Request: Find each line in the material that includes the string "window" and copy those lines.

** start **

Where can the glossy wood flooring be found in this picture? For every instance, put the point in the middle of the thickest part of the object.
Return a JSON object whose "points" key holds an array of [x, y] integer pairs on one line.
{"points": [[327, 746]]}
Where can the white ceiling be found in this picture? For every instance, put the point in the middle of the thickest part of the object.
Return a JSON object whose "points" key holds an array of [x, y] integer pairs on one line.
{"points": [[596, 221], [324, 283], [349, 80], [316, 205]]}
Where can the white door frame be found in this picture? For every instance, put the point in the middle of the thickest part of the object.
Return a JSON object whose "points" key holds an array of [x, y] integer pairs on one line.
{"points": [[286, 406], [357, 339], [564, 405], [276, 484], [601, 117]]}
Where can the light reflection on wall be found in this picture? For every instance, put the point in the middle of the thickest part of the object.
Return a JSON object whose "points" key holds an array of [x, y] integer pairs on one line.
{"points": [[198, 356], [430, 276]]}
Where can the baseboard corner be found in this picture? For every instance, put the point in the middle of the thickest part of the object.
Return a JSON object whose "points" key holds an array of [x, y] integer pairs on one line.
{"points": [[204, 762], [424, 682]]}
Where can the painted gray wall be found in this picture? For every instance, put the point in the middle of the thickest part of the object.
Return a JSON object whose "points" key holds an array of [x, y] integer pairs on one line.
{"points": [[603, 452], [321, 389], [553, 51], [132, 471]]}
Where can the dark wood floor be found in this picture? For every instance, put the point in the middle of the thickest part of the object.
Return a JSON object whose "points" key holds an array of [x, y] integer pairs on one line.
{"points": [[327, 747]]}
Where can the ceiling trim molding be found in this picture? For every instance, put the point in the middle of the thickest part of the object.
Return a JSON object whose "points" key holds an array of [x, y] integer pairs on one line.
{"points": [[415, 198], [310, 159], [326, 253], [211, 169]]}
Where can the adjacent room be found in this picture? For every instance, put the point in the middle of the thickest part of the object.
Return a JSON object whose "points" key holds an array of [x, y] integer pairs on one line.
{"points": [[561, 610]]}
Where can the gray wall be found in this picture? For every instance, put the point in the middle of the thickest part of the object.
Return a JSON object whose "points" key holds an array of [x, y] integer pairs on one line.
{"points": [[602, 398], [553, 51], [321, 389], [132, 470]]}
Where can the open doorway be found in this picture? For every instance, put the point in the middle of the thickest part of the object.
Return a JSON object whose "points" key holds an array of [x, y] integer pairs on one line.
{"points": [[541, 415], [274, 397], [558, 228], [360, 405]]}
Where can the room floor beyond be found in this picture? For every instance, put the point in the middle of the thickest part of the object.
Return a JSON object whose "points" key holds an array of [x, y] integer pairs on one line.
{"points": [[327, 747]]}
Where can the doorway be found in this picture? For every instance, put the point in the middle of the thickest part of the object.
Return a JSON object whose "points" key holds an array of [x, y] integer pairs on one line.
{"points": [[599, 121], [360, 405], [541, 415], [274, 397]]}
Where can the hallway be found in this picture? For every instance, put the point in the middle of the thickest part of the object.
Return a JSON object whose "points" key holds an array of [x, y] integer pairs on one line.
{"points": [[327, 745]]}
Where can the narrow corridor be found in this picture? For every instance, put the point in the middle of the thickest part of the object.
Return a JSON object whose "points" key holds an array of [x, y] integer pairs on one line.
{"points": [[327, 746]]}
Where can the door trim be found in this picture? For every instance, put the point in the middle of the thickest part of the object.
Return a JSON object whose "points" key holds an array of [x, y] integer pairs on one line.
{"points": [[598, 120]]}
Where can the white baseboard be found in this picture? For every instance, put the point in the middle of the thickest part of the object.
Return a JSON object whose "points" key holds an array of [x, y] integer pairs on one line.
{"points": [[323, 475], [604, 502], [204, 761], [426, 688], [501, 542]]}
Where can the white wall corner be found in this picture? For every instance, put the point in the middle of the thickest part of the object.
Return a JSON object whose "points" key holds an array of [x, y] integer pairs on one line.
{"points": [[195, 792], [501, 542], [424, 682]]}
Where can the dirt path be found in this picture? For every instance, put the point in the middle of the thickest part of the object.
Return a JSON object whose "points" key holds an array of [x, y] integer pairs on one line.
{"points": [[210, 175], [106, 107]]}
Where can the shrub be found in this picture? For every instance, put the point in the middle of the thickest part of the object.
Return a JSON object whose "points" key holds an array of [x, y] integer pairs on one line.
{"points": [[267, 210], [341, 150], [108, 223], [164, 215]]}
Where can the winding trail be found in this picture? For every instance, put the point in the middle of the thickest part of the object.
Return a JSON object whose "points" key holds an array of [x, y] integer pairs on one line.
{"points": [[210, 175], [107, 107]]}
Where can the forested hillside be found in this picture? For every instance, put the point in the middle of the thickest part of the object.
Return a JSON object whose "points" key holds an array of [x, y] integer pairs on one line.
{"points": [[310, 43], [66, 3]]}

** end **
** start **

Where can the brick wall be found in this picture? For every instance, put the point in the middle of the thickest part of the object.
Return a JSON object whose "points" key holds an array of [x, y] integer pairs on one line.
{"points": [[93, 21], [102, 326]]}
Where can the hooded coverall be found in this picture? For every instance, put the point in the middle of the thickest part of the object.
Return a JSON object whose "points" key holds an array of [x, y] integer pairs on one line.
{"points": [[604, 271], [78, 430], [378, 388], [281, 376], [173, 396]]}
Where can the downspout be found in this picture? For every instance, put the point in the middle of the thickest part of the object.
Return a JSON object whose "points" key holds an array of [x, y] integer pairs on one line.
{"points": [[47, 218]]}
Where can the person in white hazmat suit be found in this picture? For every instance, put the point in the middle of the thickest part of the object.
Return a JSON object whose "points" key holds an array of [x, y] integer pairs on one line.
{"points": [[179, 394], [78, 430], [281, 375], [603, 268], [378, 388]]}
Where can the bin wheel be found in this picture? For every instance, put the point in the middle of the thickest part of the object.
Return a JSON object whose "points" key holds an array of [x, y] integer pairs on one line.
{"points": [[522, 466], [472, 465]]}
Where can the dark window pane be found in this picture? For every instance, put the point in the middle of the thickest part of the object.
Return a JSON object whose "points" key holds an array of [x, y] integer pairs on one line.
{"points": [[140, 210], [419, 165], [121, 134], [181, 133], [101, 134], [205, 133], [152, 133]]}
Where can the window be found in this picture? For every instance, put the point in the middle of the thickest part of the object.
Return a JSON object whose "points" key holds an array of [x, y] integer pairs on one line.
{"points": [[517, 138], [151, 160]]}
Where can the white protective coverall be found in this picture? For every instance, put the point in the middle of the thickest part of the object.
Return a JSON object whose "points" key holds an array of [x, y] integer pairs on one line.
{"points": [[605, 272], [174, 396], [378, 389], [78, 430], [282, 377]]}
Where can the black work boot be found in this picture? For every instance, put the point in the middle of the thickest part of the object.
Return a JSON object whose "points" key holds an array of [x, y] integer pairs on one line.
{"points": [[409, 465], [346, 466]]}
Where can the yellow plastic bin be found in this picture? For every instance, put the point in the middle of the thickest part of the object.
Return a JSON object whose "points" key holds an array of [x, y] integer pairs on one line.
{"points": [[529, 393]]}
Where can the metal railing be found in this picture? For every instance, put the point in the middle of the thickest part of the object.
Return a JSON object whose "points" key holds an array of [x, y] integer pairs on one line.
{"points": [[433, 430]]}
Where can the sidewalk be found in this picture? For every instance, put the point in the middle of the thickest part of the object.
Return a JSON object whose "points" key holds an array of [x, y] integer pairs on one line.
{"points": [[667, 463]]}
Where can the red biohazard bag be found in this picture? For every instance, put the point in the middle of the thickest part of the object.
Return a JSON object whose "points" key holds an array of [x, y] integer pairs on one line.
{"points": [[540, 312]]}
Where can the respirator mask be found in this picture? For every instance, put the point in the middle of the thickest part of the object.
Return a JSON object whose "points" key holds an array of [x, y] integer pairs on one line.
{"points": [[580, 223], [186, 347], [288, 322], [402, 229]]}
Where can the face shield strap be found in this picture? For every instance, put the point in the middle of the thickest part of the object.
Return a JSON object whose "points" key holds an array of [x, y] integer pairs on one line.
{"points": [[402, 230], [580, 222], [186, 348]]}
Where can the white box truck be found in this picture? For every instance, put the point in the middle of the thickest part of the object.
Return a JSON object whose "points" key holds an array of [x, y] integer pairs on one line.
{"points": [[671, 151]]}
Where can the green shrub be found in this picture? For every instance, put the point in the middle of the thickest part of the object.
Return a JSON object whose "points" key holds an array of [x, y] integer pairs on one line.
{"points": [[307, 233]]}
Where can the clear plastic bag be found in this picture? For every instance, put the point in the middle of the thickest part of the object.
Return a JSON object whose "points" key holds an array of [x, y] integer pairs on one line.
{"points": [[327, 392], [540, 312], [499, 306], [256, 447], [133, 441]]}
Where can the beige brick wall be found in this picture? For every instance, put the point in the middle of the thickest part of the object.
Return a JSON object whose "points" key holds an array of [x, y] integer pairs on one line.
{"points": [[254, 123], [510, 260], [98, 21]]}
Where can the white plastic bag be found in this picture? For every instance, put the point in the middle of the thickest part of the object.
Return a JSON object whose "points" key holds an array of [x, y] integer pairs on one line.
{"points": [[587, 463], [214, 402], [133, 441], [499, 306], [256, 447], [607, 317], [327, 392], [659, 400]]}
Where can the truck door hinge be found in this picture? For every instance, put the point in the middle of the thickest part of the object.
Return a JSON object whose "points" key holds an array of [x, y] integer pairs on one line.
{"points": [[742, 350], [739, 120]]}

** end **

Answer in full:
Where can the dark window pane be found in this picture? For every instance, put the point in the middle of the thickest part of the object.
Where can the window be found in this picture? For every instance, put the point in the middle of the thickest part of the object.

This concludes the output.